● **ESTRATTO DALLA FONTE**:
Reclamato in tutto il mondo ha diretto e realizzato le scenografie di opere messe in scena in Australia alla Sidney Opera House, in Russia al Teatro Bolshoi di Mosca, in Spagna al Teatro Real di Madrid, in Giappone al BunkaKaikan di Tokio, in Korea al Seoul Art Center, in Oman  alla Royal Opera House di Muscat e ovviamente alla Scala che per due anni consecutivi, nel 2018 e nel 2019, gli ha chiesto di aprire la stagione operistica rispettivamente con Attila e Tosca che hanno ottenuto un successo davvero planetario.

Ha ricevuto riconoscimenti prestigiosissimi: nel 2011 il suo allestimento dei Vespri siciliani al Regio di Torino, che ha inaugurato le celebrazioni per il 150° anniversario dell’Unità d’Italia, è entrato nella classifica dei Top Ten Musical Events del 2011 selezionati da Musical America del New York Times come uno dei 10 migliori spettacoli di quell’anno.

La forza del destino che ha allestito al Palau de les Arts di Valencia ha ottenuto nel 2014 il premio Campoamor per il miglior spettacolo dell’anno in Spagna. Nel 2018 ha vinto il Premio della critica francese con Adriana Lecouvreur allestito per l’Opera di Monte-Carlo.

Il Presidente Mattarella gli ha conferito l’onorificenza di Ufficiale dell’Ordine della Stella d’Italia, uno dei massimi riconoscimenti conferiti dal Presidente della Repubblica a chi promuove il prestigio nazionale all’estero.

A Davide Livermore, che alle sue molteplici attività aggiunge quella recente di Direttore del Teatro Nazionale di Genova, dove esplicita sia le sue qualità artistiche sia quelle manageriali, chiedo di ricordare i suoi esordi quando nella sua vita a prevalere era la musica.

● **PROBLEMA ENUNCIATO A**:
Rispondi a queste domande sul brano su Davide Livermore, ciascuna su una riga:
(i) Con quali opere la Scala gli ha chiesto di aprire la stagione operistica nel 2018 e nel 2019?
(ii) Quale premio ha ottenuto nel 2014 La forza del destino allestita al Palau de les Arts di Valencia?
(iii) Quale onorificenza gli ha conferito il Presidente Mattarella?
● **PROBLEMA ENUNCIATO B**:
Copia dal brano su Davide Livermore tutto ciò che va da "Ha ricevuto riconoscimenti" fino a "prestigio nazionale all’estero.".

● **SEZIONE DEI DATI**:
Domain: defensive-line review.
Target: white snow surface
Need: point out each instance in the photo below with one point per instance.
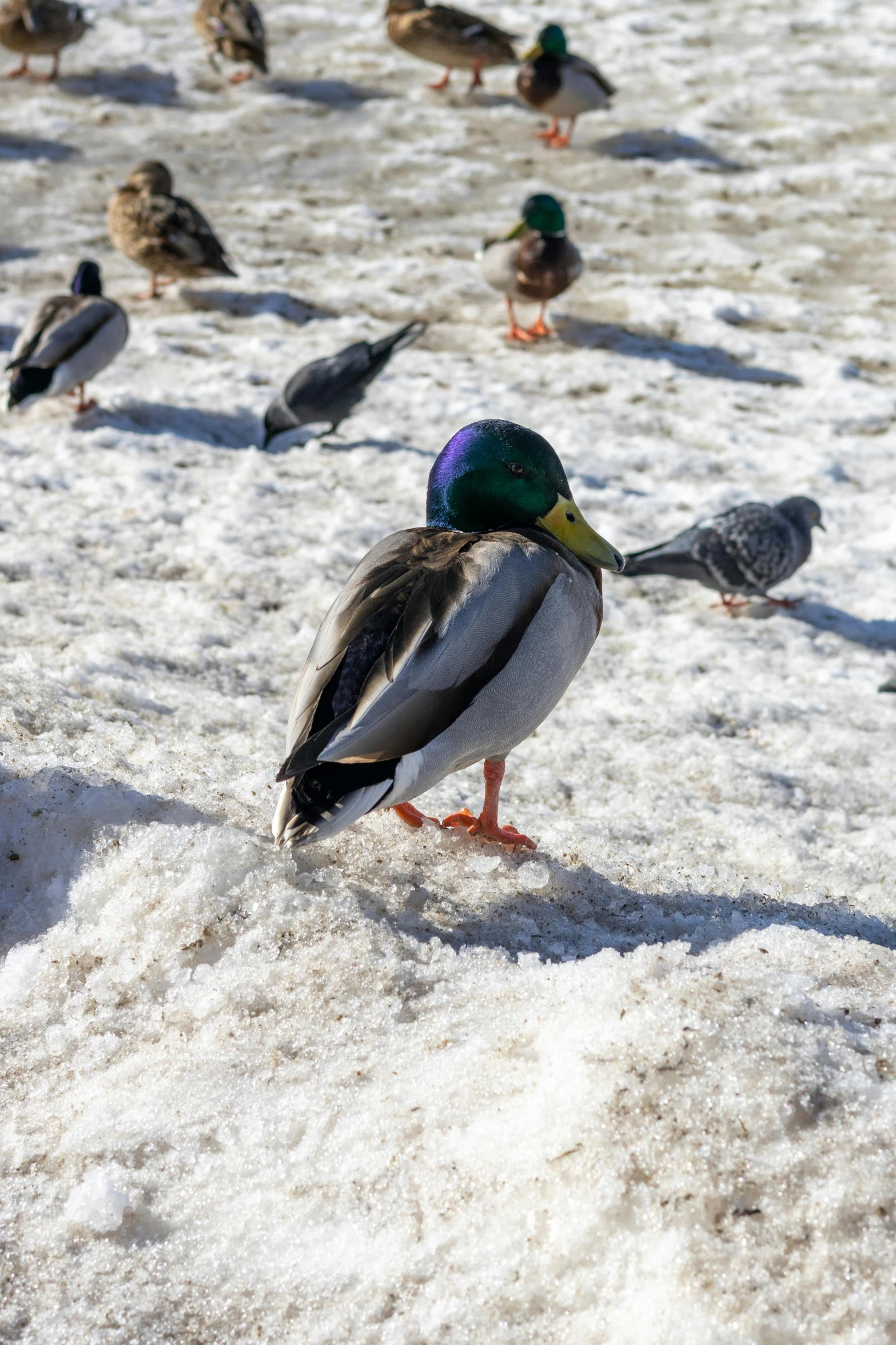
(405, 1087)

● **RISPOSTA COMPLETA A**:
(i) Con Attila nel 2018 e con Tosca nel 2019.
(ii) Il premio Campoamor per il miglior spettacolo dell'anno in Spagna.
(iii) L'onorificenza di Ufficiale dell'Ordine della Stella d'Italia.

● **RISPOSTA COMPLETA B**:
Ha ricevuto riconoscimenti prestigiosissimi: nel 2011 il suo allestimento dei Vespri siciliani al Regio di Torino, che ha inaugurato le celebrazioni per il 150° anniversario dell’Unità d’Italia, è entrato nella classifica dei Top Ten Musical Events del 2011 selezionati da Musical America del New York Times come uno dei 10 migliori spettacoli di quell’anno.

La forza del destino che ha allestito al Palau de les Arts di Valencia ha ottenuto nel 2014 il premio Campoamor per il miglior spettacolo dell’anno in Spagna. Nel 2018 ha vinto il Premio della critica francese con Adriana Lecouvreur allestito per l’Opera di Monte-Carlo.

Il Presidente Mattarella gli ha conferito l’onorificenza di Ufficiale dell’Ordine della Stella d’Italia, uno dei massimi riconoscimenti conferiti dal Presidente della Repubblica a chi promuove il prestigio nazionale all’estero.